**GOAL OF THE EXERCISE:**
Select every line of the data below that contains the word "tent", and copy each one in full. Case counts, so match only that exact capitalization.

**EXTRACTED MATERIAL:**
-----

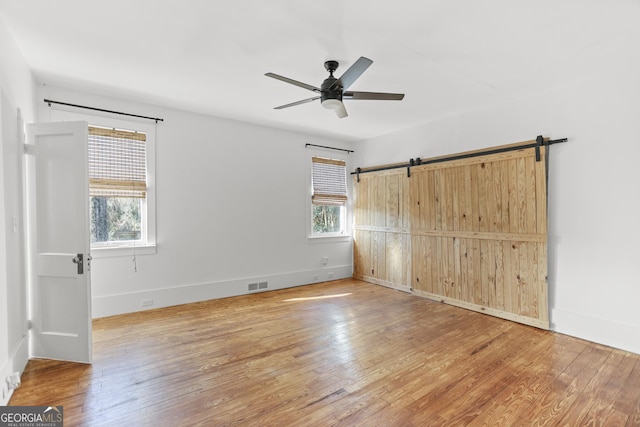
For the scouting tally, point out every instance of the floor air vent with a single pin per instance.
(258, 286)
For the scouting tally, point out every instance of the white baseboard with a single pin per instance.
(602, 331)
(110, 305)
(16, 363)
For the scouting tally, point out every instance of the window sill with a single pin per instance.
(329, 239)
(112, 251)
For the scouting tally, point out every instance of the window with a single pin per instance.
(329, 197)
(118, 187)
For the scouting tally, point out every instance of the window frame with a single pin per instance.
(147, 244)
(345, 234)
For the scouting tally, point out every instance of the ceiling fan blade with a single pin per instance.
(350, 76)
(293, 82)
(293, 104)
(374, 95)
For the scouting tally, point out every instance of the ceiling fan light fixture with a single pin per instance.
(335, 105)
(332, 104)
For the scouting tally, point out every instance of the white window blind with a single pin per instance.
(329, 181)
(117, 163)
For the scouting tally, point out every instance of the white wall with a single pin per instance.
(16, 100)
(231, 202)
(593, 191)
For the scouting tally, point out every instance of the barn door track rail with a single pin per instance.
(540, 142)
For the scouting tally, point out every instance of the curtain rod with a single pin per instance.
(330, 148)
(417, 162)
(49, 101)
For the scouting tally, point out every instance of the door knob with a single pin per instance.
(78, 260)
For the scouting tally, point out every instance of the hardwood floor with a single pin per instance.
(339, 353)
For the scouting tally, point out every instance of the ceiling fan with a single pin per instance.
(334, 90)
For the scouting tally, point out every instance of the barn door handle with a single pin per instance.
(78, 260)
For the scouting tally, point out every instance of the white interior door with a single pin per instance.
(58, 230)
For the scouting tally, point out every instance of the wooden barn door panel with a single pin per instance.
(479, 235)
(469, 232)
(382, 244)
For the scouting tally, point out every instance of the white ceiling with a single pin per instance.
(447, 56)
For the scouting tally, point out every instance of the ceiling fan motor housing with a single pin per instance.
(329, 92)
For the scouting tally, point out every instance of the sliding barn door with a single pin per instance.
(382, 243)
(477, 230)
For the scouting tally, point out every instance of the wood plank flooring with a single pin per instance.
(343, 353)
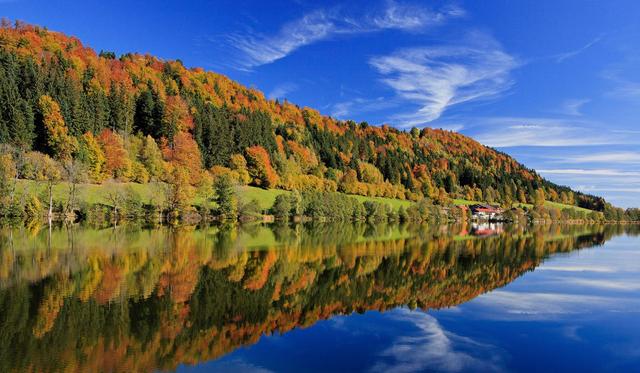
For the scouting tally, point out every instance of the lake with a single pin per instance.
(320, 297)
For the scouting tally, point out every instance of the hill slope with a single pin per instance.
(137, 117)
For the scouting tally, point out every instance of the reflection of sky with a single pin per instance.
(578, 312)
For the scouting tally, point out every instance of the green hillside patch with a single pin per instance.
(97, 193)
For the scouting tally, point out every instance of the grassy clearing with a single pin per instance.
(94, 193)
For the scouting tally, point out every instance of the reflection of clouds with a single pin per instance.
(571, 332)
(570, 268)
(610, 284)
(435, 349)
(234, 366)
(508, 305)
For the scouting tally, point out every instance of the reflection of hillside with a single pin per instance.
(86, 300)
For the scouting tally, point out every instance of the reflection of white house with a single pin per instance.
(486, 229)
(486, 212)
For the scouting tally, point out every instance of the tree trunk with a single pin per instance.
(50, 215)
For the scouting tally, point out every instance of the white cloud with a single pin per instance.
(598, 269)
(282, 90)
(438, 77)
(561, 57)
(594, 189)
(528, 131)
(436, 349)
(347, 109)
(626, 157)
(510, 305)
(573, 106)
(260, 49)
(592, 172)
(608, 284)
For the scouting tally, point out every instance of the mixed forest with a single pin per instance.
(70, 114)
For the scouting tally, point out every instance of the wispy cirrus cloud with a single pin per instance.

-----

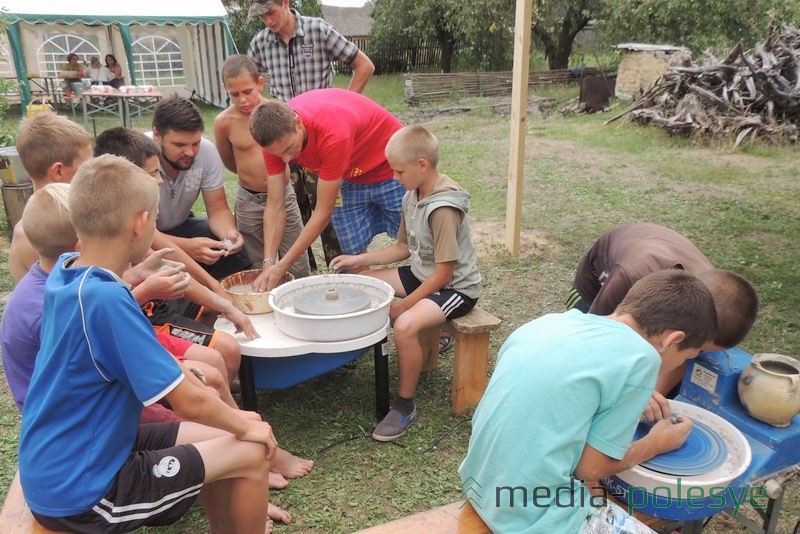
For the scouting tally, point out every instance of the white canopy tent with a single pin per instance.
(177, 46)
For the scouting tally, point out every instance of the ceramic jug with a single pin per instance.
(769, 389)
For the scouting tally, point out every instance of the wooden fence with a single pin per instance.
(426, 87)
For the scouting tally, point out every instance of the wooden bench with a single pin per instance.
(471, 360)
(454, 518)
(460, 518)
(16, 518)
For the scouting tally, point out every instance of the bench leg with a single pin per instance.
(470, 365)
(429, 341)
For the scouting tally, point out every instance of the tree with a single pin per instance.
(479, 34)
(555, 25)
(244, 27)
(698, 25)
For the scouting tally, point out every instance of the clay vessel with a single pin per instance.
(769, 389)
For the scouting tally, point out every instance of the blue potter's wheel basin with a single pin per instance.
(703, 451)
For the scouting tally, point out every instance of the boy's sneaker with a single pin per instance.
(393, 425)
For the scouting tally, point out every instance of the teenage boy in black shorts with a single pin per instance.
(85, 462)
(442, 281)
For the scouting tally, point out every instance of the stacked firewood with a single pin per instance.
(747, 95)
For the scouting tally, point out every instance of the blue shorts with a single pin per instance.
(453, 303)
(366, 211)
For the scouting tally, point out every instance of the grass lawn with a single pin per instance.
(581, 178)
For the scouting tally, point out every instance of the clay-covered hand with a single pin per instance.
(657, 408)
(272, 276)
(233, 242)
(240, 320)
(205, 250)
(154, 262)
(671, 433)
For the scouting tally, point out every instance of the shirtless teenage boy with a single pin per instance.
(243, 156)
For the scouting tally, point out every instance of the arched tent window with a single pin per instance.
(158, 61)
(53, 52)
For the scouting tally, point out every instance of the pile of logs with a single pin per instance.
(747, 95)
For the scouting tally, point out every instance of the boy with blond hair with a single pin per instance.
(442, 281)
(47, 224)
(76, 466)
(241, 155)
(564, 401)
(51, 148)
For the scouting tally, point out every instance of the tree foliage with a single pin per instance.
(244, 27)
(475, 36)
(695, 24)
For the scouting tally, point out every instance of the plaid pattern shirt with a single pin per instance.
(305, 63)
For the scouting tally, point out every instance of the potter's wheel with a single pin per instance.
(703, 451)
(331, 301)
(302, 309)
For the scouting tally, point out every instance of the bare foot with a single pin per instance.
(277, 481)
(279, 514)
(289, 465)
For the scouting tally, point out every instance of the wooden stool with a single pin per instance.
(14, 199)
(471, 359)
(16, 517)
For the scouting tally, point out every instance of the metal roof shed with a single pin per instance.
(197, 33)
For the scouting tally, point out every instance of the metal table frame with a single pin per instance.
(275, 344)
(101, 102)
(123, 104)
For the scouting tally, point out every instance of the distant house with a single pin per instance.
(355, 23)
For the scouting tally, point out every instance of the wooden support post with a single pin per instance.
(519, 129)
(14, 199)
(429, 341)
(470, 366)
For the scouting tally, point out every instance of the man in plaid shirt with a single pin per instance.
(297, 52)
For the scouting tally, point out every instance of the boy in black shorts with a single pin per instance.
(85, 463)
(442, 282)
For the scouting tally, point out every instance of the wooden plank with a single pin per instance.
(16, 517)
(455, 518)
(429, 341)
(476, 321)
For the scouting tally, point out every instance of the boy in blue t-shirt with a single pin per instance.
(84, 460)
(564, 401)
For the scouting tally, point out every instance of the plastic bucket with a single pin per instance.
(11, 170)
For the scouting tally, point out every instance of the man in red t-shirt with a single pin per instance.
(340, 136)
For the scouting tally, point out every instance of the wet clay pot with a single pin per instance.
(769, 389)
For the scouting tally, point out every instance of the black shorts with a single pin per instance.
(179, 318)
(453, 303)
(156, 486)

-----

**FINISHED ANSWER:**
For the scouting tally, point out every instance of the white canopy tent with a single pin per instance.
For the scouting tally, point out every instance of the arched tent window with a single pin per instance.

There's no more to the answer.